## What the task requires
Return every line of the records below unchanged, reproducing each one verbatim.

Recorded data
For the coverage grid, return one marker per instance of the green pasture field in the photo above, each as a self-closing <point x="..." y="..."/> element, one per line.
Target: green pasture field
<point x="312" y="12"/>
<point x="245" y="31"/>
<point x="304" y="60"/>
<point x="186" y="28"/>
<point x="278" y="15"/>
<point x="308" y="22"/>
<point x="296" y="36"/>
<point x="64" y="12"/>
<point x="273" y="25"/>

## Solution for this exercise
For the coverage grid, return one marker per instance of the green pasture field in the photo above, each as a self-closing <point x="..." y="..."/> element, one per line.
Target: green pasture field
<point x="312" y="12"/>
<point x="245" y="31"/>
<point x="304" y="60"/>
<point x="186" y="28"/>
<point x="278" y="15"/>
<point x="308" y="22"/>
<point x="296" y="36"/>
<point x="64" y="12"/>
<point x="273" y="25"/>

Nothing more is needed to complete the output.